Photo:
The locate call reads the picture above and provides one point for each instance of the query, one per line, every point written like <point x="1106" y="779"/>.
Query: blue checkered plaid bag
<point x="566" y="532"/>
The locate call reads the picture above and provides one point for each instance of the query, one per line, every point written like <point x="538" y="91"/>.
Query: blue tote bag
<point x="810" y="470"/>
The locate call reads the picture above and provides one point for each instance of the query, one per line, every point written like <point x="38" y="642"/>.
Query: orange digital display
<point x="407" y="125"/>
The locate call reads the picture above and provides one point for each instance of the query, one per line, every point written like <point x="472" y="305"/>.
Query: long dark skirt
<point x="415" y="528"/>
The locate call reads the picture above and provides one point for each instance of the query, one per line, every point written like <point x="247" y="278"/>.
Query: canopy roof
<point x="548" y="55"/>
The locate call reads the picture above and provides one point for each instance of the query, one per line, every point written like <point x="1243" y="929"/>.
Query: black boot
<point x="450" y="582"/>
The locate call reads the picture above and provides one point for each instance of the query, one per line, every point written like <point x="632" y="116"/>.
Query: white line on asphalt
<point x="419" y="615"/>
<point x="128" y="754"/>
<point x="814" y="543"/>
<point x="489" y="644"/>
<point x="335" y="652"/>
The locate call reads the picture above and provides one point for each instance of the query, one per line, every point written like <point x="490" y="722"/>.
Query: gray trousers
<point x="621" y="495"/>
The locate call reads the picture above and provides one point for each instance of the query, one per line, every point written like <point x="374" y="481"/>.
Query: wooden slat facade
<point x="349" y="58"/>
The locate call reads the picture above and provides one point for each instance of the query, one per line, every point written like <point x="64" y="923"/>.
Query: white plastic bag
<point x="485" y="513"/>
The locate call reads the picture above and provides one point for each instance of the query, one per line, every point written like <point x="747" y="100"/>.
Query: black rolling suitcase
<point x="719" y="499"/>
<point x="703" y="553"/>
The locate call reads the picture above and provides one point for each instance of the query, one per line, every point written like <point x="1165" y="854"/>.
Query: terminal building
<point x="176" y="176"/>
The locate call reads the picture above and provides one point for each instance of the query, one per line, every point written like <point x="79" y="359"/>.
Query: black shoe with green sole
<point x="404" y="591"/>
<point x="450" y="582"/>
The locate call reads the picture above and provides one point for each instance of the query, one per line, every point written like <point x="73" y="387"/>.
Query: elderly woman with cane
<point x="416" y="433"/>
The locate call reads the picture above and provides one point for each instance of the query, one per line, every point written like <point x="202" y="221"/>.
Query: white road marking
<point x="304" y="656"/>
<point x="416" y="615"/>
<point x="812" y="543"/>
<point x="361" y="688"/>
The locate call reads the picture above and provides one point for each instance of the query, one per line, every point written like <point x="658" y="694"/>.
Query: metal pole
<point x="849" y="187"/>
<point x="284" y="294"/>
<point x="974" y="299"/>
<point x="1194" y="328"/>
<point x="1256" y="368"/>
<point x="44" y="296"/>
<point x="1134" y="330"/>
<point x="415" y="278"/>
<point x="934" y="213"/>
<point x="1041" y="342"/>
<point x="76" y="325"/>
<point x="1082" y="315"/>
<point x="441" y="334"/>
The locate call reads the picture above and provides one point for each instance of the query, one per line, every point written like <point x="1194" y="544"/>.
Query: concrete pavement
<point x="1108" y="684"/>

━━━━━━

What is being asked:
Everything in the listing should be written out again exactly.

Response to this task:
Photo:
The locate call reads the picture above and provides one point for each instance of the query, one per line, every point written like <point x="1106" y="779"/>.
Query: blue checkered plaid bag
<point x="566" y="532"/>
The locate call reads the picture above and provides one point for each instance of the query, one per line, every point written like <point x="538" y="91"/>.
Query: blue tote bag
<point x="810" y="470"/>
The locate call reads the picture above and provides one point for each instance of the query, one per line, every point written like <point x="38" y="642"/>.
Query: orange digital display
<point x="407" y="125"/>
The locate call reads the picture above and provides one point for each instance of the query, one per line, every point written like <point x="472" y="305"/>.
Query: long dark skirt
<point x="415" y="528"/>
The locate call reads the picture above and provides one point for each instance of the query, one per line, every point written like <point x="247" y="278"/>.
Query: canopy roof
<point x="548" y="55"/>
The locate call reads the picture above and provides one point for each instance of the query, one per line, every point written like <point x="1243" y="929"/>.
Query: black boot
<point x="450" y="582"/>
The locate call reads the picture above and provides one point for each instance of the query, one per line, every point written like <point x="632" y="116"/>.
Query: white line on asphalt
<point x="419" y="615"/>
<point x="128" y="754"/>
<point x="814" y="543"/>
<point x="489" y="644"/>
<point x="335" y="652"/>
The locate call reads the picture above and provides one point for each instance of the query, one per line, every point written like <point x="490" y="722"/>.
Query: gray trousers
<point x="621" y="495"/>
The locate call reads the picture above and provides one point for each instance of the query, one per line, every point written like <point x="374" y="481"/>.
Query: wooden slat facade
<point x="349" y="58"/>
The locate call reads the picture above and provides one point for each instance of the query, one per line, every point written like <point x="64" y="923"/>.
Query: white plastic bag
<point x="485" y="513"/>
The locate call reads the picture above and provides one point for each instance of the query, one per line, every point written like <point x="747" y="100"/>.
Query: black rolling suitcase
<point x="719" y="499"/>
<point x="703" y="553"/>
The locate call reads the picture above and provides one point for each instance of the query, one per line, every point written like <point x="1165" y="854"/>.
Query: terminal building
<point x="176" y="176"/>
The locate call reads the picture above and provides one point for each instance of the query, one per line, every point written like <point x="79" y="359"/>.
Query: black shoe with green sole
<point x="404" y="591"/>
<point x="450" y="582"/>
The locate call reads the picture above and provides one point for each instance of the query, one per line, every point written like <point x="73" y="387"/>.
Query: elderly woman with cane
<point x="416" y="433"/>
The locate call reads the picture above and provides one point for each instance of the query, one per line, every point written like <point x="202" y="221"/>.
Query: white road marking
<point x="304" y="656"/>
<point x="416" y="615"/>
<point x="812" y="543"/>
<point x="361" y="688"/>
The locate call reads the picture above and provides one point for each instance of the query, one per line, every point written like <point x="658" y="694"/>.
Query: metal pole
<point x="849" y="187"/>
<point x="284" y="294"/>
<point x="974" y="299"/>
<point x="1194" y="328"/>
<point x="1256" y="368"/>
<point x="44" y="296"/>
<point x="1134" y="330"/>
<point x="415" y="278"/>
<point x="934" y="213"/>
<point x="1041" y="342"/>
<point x="76" y="325"/>
<point x="1082" y="315"/>
<point x="441" y="334"/>
The locate call reads the picture above and provides one point for each instance of the query, one per line, every point written like <point x="1194" y="544"/>.
Query: concrete pavement
<point x="1108" y="684"/>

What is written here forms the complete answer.